Input records:
┄┄┄┄┄┄┄┄┄┄
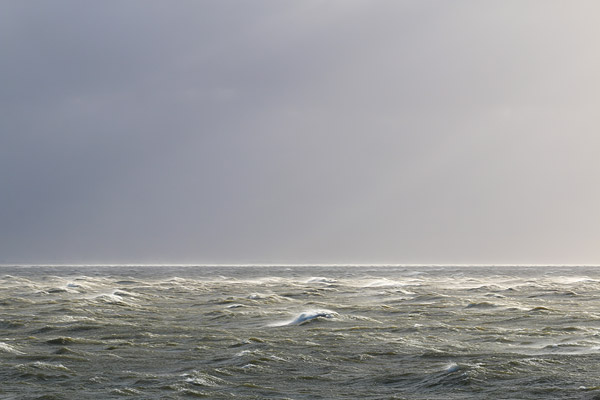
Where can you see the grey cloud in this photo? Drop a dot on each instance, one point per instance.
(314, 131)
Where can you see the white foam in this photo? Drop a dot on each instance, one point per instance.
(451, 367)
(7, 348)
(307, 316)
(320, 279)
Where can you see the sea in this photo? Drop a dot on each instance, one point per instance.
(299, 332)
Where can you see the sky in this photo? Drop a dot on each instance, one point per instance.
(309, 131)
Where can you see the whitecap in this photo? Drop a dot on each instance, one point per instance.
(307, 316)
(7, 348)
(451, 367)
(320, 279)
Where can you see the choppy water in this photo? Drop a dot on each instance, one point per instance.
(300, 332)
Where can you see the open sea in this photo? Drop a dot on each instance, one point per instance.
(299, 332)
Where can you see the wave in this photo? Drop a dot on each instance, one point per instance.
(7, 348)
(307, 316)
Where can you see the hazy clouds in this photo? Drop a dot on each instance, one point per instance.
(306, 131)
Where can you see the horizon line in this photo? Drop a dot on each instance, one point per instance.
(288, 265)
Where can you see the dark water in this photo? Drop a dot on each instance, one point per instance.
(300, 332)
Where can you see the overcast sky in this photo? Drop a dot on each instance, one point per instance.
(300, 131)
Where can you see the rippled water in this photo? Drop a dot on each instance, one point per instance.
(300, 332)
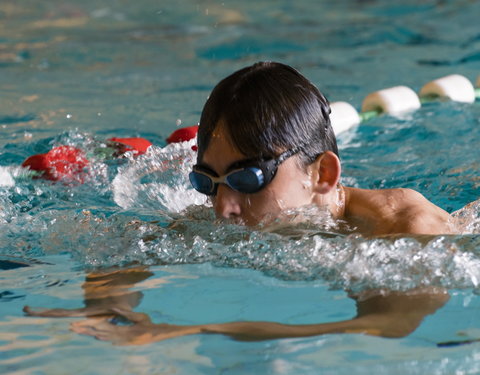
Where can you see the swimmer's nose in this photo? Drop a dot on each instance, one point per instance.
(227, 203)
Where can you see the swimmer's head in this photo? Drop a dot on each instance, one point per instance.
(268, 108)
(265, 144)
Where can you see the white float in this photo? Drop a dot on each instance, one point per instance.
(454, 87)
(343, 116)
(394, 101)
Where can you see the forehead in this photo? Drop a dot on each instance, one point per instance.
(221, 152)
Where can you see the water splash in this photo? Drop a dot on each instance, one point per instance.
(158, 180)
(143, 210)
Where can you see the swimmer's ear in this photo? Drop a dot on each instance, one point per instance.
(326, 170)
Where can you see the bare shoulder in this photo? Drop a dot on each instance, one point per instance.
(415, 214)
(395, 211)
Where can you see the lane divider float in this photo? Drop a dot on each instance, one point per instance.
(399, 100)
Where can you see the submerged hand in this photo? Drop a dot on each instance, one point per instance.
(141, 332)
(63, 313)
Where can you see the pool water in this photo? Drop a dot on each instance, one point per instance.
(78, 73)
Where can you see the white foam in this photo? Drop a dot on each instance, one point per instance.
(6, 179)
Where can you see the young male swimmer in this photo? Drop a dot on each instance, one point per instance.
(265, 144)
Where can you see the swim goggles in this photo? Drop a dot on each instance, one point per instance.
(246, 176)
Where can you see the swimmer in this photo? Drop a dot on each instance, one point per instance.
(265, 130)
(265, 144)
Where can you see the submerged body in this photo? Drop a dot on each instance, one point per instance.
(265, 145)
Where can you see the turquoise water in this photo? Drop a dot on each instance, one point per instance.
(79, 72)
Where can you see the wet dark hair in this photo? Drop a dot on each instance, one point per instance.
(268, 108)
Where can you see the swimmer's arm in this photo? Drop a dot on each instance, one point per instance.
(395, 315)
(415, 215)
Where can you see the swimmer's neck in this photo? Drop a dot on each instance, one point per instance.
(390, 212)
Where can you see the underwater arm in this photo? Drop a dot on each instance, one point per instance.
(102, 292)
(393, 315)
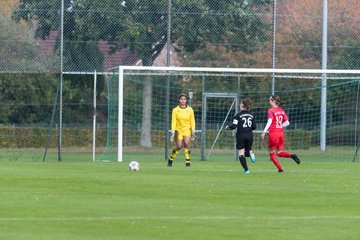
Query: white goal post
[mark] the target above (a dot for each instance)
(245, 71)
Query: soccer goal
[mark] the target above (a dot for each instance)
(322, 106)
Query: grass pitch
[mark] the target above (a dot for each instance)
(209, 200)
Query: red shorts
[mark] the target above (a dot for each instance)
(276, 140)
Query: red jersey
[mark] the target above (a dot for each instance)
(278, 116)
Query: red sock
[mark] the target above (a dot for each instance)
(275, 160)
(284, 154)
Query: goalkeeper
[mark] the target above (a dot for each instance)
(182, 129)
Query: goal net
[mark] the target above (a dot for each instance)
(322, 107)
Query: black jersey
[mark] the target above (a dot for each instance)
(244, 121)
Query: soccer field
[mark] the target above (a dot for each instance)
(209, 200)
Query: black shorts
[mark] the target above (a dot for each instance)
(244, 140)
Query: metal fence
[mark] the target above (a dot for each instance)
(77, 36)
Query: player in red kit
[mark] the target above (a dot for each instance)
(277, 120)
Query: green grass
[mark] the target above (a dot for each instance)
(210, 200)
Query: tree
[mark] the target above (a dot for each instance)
┄┄┄┄┄┄┄┄┄┄
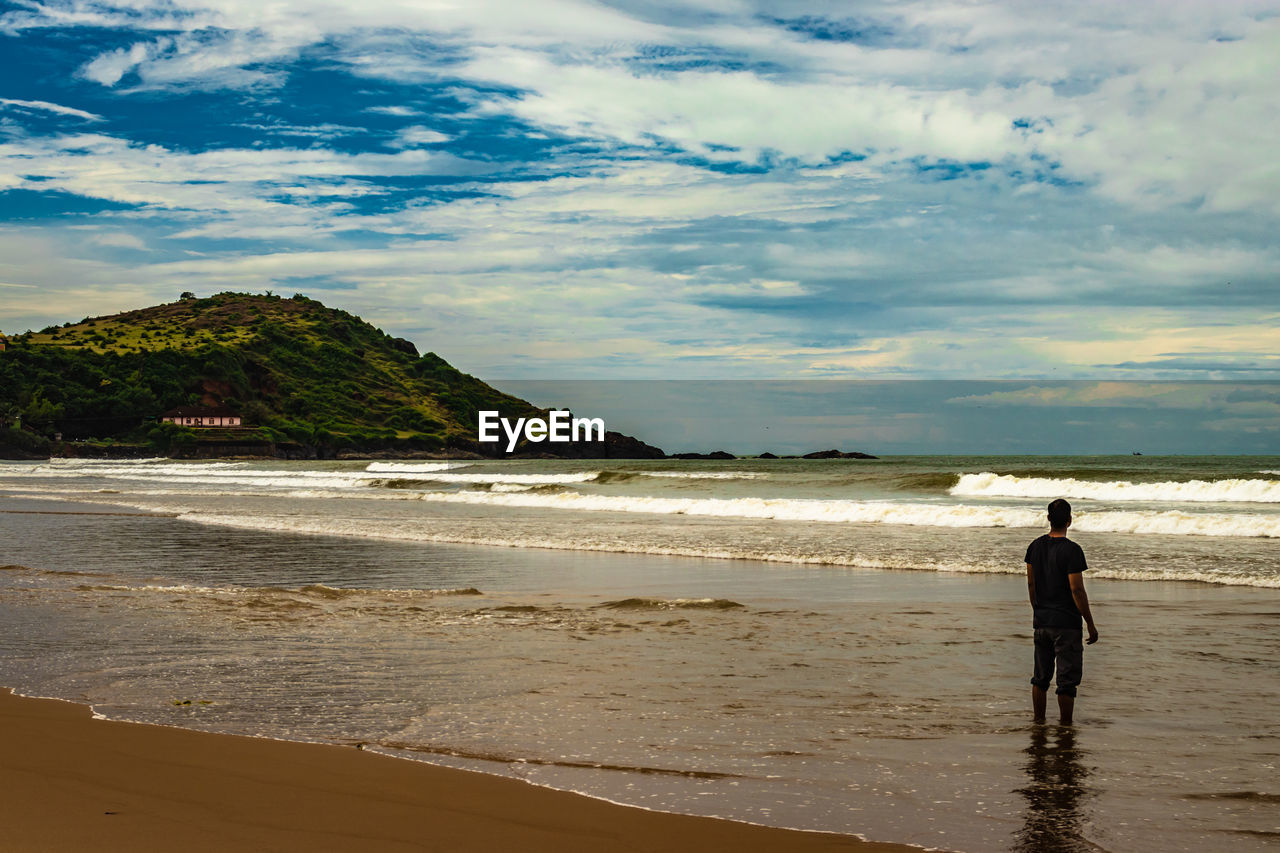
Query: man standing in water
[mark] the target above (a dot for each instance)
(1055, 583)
┄┄┄┄┄┄┄┄┄┄
About this task:
Taking the entries above, restate exactly those lines that fall between the line with "Query: goal net" and the line with "Query: black shorts", keeping both of those lines too.

Written answer:
Query: goal net
[mark] the target above (a dot for each instance)
(322, 107)
Query: black jersey
[mark] the target above (a dot for each instance)
(244, 121)
Query: soccer field
[mark] the target above (a dot for each instance)
(209, 200)
Query: black shorts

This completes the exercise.